» **Supplied entries**
==============================

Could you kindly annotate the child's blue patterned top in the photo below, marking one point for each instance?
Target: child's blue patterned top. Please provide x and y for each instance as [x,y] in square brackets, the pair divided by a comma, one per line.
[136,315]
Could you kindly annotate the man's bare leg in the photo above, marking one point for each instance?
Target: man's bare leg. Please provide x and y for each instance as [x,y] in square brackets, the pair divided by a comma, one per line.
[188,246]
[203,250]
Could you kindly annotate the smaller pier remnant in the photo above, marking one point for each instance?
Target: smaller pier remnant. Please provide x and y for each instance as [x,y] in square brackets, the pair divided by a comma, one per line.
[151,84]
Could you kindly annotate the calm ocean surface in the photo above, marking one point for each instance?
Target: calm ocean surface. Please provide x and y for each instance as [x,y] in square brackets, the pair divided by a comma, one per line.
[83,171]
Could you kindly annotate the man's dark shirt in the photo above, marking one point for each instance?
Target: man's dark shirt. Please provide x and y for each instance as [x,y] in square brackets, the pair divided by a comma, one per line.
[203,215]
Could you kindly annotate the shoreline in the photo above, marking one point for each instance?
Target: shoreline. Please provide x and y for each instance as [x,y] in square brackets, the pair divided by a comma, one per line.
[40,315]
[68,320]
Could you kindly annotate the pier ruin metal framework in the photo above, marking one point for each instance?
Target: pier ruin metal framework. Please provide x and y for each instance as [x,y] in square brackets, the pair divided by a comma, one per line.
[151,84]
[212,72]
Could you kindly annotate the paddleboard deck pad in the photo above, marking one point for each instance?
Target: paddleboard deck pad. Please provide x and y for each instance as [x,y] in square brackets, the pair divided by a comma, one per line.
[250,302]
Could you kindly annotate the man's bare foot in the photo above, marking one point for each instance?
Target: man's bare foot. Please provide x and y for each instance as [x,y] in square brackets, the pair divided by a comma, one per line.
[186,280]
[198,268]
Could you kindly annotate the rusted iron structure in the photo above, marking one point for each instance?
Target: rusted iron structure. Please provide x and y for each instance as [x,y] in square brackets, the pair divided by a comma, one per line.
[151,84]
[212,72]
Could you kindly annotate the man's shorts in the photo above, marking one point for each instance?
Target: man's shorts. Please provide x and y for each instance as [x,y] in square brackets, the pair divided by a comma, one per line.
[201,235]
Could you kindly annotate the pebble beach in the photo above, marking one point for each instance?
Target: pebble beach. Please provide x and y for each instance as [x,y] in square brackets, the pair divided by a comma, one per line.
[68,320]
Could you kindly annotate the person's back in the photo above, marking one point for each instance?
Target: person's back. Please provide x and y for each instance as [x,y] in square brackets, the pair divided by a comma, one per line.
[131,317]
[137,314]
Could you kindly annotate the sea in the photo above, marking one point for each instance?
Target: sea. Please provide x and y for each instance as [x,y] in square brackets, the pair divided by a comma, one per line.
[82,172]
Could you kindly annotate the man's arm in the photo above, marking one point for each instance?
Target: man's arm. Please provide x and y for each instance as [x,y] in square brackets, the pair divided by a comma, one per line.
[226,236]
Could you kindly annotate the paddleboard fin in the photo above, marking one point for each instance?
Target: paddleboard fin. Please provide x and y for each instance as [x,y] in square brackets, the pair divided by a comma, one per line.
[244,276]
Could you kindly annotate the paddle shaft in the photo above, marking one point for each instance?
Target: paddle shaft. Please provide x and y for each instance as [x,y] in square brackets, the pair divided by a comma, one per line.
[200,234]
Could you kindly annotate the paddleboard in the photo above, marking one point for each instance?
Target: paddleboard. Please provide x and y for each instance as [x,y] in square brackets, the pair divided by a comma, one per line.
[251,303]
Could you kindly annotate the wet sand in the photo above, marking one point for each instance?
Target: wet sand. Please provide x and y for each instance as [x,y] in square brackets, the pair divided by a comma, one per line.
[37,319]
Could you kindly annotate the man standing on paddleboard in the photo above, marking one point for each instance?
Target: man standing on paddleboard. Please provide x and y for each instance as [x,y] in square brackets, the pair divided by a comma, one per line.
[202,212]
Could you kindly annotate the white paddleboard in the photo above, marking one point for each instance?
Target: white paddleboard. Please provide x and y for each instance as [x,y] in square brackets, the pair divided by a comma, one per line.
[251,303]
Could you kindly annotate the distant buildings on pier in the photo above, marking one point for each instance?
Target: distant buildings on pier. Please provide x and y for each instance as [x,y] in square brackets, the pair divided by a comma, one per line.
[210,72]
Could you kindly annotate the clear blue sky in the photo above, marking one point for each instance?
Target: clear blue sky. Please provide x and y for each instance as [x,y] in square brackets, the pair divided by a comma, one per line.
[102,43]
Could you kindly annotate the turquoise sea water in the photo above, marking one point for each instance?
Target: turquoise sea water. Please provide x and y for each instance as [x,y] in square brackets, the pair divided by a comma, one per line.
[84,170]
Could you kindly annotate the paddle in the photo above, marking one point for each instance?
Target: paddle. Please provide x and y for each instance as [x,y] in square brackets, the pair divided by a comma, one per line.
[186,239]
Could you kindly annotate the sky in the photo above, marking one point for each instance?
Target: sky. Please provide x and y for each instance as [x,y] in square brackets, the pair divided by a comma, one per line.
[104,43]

==============================

» **What the task asks**
Transcribe the material above in its entirety. Match it exactly.

» **Response below**
Could you kindly annotate the child's blue patterned top in the photo below, marking one point for each instance?
Target: child's blue patterned top. Please provide x and y for each instance as [x,y] in square brackets, the pair divided by a comma, one per line.
[136,315]
Could you kindly annotate the man's bare leg in the photo above, marking one point for each instance?
Target: man's bare leg. Please provide x and y for each instance as [x,y] in square brackets, the pair divided by a comma, one per line.
[188,246]
[203,250]
Could you kindly annotate the smaller pier remnant in the photo above, marking one point for each instance?
Target: smaller pier remnant. Please provide x and y for each instance as [x,y] in square brackets, the pair divided by a comma, one per line.
[151,84]
Could you kindly annotate the calm ocean surface in the photo above, marking one point for each instance?
Target: calm ocean surface. Please provide x and y for each instance as [x,y] in square brackets, the pair divided by a comma, one per line.
[83,171]
Could you kindly annotate the man's dark shirt in the photo above, marking one point for each instance?
Target: man's dark shirt. Please provide x and y for each instance as [x,y] in square brackets, the pair divided by a comma, one per line.
[203,215]
Could you kindly annotate the shoreline in the photo above, marking one point for each instance?
Target: shoreline. Please provide x and y for each instance as [x,y] in square brackets, the pair divided by a comma, one per line.
[40,315]
[68,320]
Could you kindly annotate the pier ruin metal framework in the photo above, marking one point for each instance?
Target: pier ruin metal framework. Please provide x and y for each instance as [x,y] in square brackets, the pair divided by a comma, one per line.
[151,84]
[212,72]
Could you kindly annotate the paddleboard deck pad in the photo above, marking one point for each instance?
Target: paddleboard deck pad. Please provide x and y for each instance as [x,y] in square brackets, the pair divided by a comma, one per line.
[250,302]
Could you kindly annotate the man's bare foot in the photo above, marking one point for each instance?
Target: man's bare foot. Please provide x and y for each instance as [x,y] in square brackets, the pair divided by a comma, one per line.
[186,280]
[198,268]
Could you kindly annotate the rusted iron structure in the photo above, marking one point for each instance?
Target: rusted iron structure. Please provide x and y for each instance as [x,y] in square brackets, the pair divided by a comma, one per line.
[151,84]
[212,72]
Could you kindly annotate the man's shorts in the photo above, marking one point for each instance?
Target: man's shorts. Please provide x and y for each instance as [x,y] in square brackets, the pair divided by a comma, one per line.
[201,235]
Could you kindly annotate the pebble beach in the photo above, marking one point for each instance?
Target: pebble beach. Please provide x and y for each instance as [x,y] in square brackets, the pair divided by a comma, one per line.
[68,320]
Could you kindly annotate the person's back in the photo above, marking one point for each instance?
Target: person's back. Please provide x and y for each instance as [x,y] in square brackets, the pair divided by a comma, one per line.
[131,317]
[137,314]
Could you kindly annotate the sea in the photo above, marking one point for each instance?
Target: sea. Please provide x and y for each instance as [x,y] in square brackets, the pair divided by a comma, one per line.
[82,172]
Could you kindly annotate the man's arm in the photo above, marking one point for each instance?
Target: man's arm. Please provide x and y for each instance as [x,y] in square brackets, the pair divided by a comma, one per line.
[226,236]
Could you kindly annotate the paddleboard fin in the photo above, marking one point for each instance?
Target: paddleboard fin. Please provide x and y for each instance as [x,y] in square brackets, the pair divided by a comma, one per line.
[244,276]
Could you kindly annotate the paddle shaft in the photo above, marking one point for each instance?
Target: paddle shaft. Please provide x and y for each instance as [x,y] in square brackets, the pair divided by a comma, one per line.
[200,234]
Could you kindly annotate the paddleboard in the photo above, marking one point for each instance?
Target: paddleboard. Please provide x and y for each instance as [x,y] in square brackets, the pair divided by a comma, one per line.
[251,303]
Could you kindly annotate the wet sand in the photo above, marking one point for each instance?
Target: wet sand. Please provide x and y for each instance as [x,y] in square brackets, the pair divided by a comma, one per line.
[37,319]
Could you kindly annotate the man standing on paddleboard in the photo above, marking one point for each instance?
Target: man standing on paddleboard. Please provide x and y for each instance as [x,y] in square brackets, the pair divided by a comma, one per line.
[202,212]
Could you kindly annotate the white paddleboard in the photo above, marking one point for each instance?
Target: white paddleboard. Please provide x and y for each instance as [x,y] in square brackets, the pair divided by a comma, one per line.
[251,303]
Could you kindly annotate the distant buildings on pier in the photo above, marking one point for each instance?
Target: distant buildings on pier. Please provide x and y for each instance as [x,y] in square brackets, the pair divided by a comma, one per line.
[210,72]
Could you kindly annotate the clear blue sky in the photo above, marking one point for each instance?
Target: clear blue sky. Please provide x and y for each instance as [x,y] in square brackets, the pair divided by a comma, one per line.
[102,43]
Could you kindly annotate the turquoise sea water in the photo above, marking one point for each instance?
Target: turquoise sea water. Please provide x and y for each instance as [x,y] in square brackets, the pair divided by a comma, one per line.
[84,170]
Could you kindly annotate the paddle in the photo above, marking one point for each instance?
Target: paddle. Please provide x and y for each instance as [x,y] in square brackets, the pair divided by a comma, one per line.
[186,239]
Could you kindly annotate the sky in the photo above, marking one point for each instance?
Target: sky. Please provide x and y for each instance as [x,y] in square brackets, the pair divided by a comma, one per line.
[104,43]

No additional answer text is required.